- [ИСХОДНЫЙ ТЕКСТ]:
******
8 августа 1942 г. в Темиргоевский район вошли немцы. Память четко воспроизводит виденные мною многие картины оккупации. На одной из них — окоп, поверх которого мы набросали тыквенные плети, сухую растительность. Внутри бабушка соорудила что-то вроде святого угла со свечой и иконой. В тот момент я жил с семьей дяди Яши в х. Веревкин.
Из окопа мне «посчастливилось» (не дай Бог никому такого счастья) увидеть скоротечный неравный бой. Я услышал вой пикирующего самолета, пулеметные очереди и одиночные хлопки винтовочных выстрелов. Рванул к выходу из окопа и выглянул, тетя Нина перехватила меня и за шиворот потянула назад, но я, мальчишка, вырвался, раскинул плети и снова выглянул. Самолет пикировал, расстреливая группу красноармейцев, занявших оборону на кургане. Таких курганов было много на Кубани, этот находился в ста метрах от нашего окопа за протокой реки Зеленчук. Дня через два, когда все улеглось, я с трудом пересек протоку, поднялся к взгорью и увидел множество разбросанных окровавленных бинтов. Возможно, с этой безымянной высоты пришла горестная похоронка чьей-то матери, жене, детям? Я заплакал горькими слезами.
******
- [ИСХОДНЫЕ ЗАПИСИ]:

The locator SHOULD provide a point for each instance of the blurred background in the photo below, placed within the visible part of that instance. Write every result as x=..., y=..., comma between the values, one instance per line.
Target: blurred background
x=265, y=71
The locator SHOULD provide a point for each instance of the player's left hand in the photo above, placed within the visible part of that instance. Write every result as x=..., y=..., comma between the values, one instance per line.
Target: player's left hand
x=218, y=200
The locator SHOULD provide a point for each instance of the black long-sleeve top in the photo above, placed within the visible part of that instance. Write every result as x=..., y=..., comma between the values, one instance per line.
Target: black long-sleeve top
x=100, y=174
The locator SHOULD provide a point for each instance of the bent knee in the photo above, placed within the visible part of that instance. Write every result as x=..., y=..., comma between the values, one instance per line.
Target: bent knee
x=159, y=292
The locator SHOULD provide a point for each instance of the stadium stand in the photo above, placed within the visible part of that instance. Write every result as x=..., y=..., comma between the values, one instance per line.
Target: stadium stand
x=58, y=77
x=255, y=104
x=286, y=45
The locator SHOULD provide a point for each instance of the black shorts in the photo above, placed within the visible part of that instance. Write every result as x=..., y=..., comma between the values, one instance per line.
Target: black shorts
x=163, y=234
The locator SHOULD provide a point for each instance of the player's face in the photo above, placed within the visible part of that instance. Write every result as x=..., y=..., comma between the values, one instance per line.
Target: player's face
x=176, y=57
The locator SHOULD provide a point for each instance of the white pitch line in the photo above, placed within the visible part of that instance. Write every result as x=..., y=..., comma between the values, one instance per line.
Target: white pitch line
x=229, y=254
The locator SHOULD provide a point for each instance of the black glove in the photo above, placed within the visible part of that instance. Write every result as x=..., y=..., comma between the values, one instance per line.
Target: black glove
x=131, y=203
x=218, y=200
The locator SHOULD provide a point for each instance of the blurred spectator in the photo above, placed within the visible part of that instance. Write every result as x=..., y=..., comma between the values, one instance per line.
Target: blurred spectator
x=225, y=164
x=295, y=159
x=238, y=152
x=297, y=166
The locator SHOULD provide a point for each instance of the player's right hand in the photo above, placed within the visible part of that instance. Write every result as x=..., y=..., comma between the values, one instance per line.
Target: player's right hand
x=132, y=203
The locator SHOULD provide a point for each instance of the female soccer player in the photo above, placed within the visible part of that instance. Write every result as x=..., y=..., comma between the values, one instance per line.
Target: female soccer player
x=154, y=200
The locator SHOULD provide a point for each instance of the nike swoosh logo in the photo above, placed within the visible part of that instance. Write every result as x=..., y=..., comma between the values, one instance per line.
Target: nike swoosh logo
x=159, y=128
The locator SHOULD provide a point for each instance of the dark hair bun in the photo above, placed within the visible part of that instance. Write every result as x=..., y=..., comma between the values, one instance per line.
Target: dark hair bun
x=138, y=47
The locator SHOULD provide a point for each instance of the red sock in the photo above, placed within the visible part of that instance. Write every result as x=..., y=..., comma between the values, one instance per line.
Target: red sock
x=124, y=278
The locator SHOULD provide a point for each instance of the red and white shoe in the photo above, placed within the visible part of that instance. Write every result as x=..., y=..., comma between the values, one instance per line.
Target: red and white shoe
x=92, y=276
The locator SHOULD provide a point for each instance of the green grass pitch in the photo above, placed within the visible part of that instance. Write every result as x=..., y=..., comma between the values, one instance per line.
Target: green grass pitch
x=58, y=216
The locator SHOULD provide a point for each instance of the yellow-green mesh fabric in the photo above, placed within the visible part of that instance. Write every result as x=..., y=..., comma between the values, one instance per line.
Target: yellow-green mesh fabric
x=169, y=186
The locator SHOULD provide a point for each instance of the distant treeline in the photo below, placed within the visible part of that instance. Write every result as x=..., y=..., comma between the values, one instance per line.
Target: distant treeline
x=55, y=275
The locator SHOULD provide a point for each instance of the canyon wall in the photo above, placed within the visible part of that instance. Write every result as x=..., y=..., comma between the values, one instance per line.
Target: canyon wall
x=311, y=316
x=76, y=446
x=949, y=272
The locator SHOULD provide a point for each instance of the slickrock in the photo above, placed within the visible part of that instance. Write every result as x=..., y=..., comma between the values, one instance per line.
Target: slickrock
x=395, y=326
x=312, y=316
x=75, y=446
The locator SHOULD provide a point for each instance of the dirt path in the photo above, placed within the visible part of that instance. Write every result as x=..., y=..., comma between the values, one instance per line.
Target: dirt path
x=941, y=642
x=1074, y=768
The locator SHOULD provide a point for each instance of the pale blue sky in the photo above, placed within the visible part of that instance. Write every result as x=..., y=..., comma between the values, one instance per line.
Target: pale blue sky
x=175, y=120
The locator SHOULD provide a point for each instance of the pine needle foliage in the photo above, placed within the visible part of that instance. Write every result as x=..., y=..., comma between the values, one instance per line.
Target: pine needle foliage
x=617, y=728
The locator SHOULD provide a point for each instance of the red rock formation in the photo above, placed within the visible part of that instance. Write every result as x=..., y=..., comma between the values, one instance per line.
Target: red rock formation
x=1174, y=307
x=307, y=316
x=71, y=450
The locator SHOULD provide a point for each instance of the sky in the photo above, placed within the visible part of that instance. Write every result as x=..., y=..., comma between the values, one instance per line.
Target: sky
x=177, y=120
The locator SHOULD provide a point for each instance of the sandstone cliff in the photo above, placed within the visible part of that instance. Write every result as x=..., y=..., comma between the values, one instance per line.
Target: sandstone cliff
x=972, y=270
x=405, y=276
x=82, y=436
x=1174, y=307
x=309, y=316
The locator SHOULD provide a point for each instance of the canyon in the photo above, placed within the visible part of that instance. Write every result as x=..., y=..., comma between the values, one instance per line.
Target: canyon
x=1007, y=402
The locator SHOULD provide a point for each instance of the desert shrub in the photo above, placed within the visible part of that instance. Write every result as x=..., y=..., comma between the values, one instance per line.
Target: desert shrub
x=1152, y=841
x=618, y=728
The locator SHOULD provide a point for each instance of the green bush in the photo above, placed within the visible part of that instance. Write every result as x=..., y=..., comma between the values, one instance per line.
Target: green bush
******
- [ЧТО НУЖНО СДЕЛАТЬ]:
1) На каком расстоянии от окопа, согласно исходному тексту, находился курган, где шёл бой?
2) Приведите нумерованным списком часть записей от строки с «the red sock» до строки с «x=92, y=276», включая обе эти строки и пропуская пустые.

- [ОТВЕТЫ ПО ПОРЯДКУ]:
1) В ста метрах от окопа, за протокой реки Зеленчук.

2)
1. The locator SHOULD provide a point for each instance of the red sock in the photo above, placed within the visible part of that instance. Write every result as x=..., y=..., comma between the values, one instance per line.
2. Target: red sock
3. x=124, y=278
4. The locator SHOULD provide a point for each instance of the red and white shoe in the photo above, placed within the visible part of that instance. Write every result as x=..., y=..., comma between the values, one instance per line.
5. Target: red and white shoe
6. x=92, y=276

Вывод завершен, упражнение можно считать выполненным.